Material for the task below:

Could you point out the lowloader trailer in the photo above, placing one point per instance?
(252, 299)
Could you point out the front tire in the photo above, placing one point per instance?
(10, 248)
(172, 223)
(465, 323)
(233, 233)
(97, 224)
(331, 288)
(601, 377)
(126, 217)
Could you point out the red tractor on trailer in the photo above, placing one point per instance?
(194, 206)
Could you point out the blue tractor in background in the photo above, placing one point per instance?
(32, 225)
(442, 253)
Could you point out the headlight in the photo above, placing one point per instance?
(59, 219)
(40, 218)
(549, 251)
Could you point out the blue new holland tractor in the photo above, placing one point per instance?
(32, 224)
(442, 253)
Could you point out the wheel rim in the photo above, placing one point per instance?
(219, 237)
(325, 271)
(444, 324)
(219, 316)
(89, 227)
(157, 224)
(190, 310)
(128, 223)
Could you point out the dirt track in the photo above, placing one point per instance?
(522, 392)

End of Material for the task.

Task prompt = Please copy out the records exactly as they appear.

The completed task =
Could you point out the lowloader trailer in the photo above, placing one point per instance?
(252, 299)
Could you point out the front tire in the photo above, placing one point per instance?
(10, 248)
(172, 223)
(465, 323)
(233, 233)
(97, 224)
(331, 288)
(601, 377)
(126, 217)
Could you point out the red tractor on trailer in the photo above, placing one point per instance?
(194, 206)
Could you point out the blue tractor in background in the photo above, placing one point per instance?
(32, 225)
(442, 253)
Could you point out the headlight in the photo above, placing one point per instance?
(59, 219)
(40, 218)
(549, 251)
Could you point out the blue new holland tractor in the photo above, placing one point per instance?
(32, 224)
(442, 253)
Could you point out the wheel rim in the photo above, placing one point per instance?
(219, 237)
(325, 271)
(444, 324)
(219, 316)
(89, 227)
(157, 224)
(190, 310)
(128, 223)
Could you point out the dirt track in the photo above, placing one point per instance?
(522, 392)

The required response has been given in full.